╔══

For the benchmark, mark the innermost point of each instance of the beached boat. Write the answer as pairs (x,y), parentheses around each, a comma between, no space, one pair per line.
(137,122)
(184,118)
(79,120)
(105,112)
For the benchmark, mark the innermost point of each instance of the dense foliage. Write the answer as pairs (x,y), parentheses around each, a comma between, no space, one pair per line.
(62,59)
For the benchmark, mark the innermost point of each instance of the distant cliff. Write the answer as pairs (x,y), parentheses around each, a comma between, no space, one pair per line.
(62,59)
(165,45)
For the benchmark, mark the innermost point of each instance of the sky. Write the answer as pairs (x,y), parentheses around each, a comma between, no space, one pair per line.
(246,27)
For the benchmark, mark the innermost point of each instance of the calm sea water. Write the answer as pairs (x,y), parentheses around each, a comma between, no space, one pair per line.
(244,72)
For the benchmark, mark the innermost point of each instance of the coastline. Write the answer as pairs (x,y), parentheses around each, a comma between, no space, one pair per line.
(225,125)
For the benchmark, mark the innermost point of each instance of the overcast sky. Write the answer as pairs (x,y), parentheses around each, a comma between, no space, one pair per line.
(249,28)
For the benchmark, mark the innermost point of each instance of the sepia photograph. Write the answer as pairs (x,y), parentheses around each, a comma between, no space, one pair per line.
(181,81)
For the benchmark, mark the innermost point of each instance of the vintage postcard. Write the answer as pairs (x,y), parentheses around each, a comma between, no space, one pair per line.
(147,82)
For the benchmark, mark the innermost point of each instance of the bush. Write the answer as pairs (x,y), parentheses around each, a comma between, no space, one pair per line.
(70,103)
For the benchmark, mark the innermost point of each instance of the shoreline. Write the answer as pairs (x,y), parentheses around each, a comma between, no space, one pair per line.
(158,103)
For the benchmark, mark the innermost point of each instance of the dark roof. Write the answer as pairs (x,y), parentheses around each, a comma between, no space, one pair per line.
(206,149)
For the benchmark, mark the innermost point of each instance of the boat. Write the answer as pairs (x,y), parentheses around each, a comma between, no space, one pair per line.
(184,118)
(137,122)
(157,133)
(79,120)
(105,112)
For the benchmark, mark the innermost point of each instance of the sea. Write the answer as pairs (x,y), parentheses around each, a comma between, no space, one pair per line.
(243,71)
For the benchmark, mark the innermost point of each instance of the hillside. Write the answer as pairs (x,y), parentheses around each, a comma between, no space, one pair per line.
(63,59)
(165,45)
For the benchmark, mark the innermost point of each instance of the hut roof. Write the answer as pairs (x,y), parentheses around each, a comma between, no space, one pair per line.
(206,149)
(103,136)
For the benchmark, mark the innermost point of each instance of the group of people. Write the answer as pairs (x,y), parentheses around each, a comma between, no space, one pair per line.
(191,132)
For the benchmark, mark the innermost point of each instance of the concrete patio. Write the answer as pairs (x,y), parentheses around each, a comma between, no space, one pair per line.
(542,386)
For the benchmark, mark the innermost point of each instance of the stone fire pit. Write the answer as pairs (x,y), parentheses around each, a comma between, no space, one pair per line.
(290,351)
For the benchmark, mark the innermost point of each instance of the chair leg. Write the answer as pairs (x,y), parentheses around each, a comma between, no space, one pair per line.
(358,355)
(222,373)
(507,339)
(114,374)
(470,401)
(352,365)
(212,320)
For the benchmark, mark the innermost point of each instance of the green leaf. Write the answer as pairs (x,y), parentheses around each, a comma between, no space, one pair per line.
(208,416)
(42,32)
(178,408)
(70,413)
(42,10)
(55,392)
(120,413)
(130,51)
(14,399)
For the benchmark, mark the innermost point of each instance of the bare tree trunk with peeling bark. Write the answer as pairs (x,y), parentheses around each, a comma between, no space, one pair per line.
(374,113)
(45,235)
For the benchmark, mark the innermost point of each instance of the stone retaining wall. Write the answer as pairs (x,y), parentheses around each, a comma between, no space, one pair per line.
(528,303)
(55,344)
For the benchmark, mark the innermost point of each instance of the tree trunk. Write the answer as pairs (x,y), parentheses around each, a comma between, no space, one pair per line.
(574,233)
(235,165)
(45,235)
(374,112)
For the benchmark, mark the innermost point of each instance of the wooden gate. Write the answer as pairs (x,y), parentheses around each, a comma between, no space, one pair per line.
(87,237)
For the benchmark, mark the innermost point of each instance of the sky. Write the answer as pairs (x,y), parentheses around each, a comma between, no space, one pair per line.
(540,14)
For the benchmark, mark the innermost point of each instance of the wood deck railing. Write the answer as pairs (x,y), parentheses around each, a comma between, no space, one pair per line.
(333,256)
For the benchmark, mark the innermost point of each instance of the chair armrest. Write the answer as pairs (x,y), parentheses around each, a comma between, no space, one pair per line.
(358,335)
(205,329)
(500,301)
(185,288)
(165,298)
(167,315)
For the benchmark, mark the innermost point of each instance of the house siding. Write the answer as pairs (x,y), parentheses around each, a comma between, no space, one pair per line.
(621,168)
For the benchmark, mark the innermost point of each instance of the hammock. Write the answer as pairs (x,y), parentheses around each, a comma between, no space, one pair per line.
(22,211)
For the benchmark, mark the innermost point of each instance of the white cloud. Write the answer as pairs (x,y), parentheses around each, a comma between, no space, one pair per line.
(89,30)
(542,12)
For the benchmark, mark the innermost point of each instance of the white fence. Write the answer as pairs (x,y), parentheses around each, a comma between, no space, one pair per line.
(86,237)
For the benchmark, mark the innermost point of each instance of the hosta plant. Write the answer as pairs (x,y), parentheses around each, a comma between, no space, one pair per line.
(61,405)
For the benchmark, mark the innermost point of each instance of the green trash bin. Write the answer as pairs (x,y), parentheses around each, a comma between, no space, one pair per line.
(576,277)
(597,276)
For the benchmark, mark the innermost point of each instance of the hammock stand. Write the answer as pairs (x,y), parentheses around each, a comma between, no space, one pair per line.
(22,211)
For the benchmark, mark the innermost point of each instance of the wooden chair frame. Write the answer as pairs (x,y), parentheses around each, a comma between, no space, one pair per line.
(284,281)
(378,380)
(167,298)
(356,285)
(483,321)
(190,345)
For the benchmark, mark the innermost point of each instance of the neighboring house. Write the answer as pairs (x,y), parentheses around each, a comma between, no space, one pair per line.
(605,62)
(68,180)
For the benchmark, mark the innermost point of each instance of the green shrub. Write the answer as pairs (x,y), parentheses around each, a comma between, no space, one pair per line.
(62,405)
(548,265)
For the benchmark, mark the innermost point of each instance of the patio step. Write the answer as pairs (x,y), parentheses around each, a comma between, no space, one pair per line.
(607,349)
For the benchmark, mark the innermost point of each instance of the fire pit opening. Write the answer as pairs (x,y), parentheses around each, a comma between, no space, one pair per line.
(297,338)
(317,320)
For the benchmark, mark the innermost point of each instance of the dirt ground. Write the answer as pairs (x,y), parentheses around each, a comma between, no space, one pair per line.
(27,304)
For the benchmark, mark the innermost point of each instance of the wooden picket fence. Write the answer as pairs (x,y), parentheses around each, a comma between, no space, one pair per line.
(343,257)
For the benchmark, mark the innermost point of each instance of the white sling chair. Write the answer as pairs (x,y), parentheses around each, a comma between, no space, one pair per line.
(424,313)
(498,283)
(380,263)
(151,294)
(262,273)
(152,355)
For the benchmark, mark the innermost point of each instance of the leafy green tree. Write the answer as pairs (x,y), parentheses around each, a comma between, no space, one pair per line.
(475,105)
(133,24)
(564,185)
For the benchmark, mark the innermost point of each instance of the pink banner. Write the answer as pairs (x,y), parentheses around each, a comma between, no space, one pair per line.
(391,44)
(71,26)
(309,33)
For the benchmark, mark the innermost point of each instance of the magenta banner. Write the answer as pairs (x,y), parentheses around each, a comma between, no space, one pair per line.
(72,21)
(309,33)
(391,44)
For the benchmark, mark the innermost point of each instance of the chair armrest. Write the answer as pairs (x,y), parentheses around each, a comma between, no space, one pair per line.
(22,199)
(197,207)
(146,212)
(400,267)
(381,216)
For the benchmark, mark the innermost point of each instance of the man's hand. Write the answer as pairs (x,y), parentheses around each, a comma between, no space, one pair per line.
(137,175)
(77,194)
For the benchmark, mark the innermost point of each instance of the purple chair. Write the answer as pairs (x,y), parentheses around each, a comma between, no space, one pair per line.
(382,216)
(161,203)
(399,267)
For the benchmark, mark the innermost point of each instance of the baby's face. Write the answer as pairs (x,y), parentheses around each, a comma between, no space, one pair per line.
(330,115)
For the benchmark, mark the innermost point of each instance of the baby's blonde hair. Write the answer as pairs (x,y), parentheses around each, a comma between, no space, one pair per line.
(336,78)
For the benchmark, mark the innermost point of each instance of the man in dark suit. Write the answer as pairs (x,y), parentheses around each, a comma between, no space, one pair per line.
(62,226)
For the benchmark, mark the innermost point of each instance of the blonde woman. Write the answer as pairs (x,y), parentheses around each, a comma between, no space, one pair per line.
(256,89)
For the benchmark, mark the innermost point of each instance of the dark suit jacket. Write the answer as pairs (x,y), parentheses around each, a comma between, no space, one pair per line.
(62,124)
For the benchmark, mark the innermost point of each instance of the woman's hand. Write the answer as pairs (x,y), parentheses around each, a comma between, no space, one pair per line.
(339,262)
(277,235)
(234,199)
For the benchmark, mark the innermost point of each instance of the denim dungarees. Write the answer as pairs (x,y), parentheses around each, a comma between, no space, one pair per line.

╚══

Quote the lines of the listing above that run from the line with "of the blonde" through its last line, both included, and nothing else.

For the benchmark, mark the innermost point of each instance of the blonde woman. Write the answer as pairs (x,y), parentheses around each, a comma between, no space, one pair per line.
(256,89)
For the benchmark, mark the innermost point of each instance of the dark suit jacket. Write the answer as pairs (x,y), parentheses around each, a comma between, no space, one pair per line.
(62,124)
For the benchmark, mark the innermost point of each instance of the woman's hand. Write the answer as pairs (x,y), parentheses around each, a comma between, no space, one pair per line.
(339,262)
(277,235)
(234,199)
For the benchmark, mark the innermost point of each instance of the denim dungarees. Write the answer as pairs (x,y), parentheses around each, a comma between, no space, one pair per line.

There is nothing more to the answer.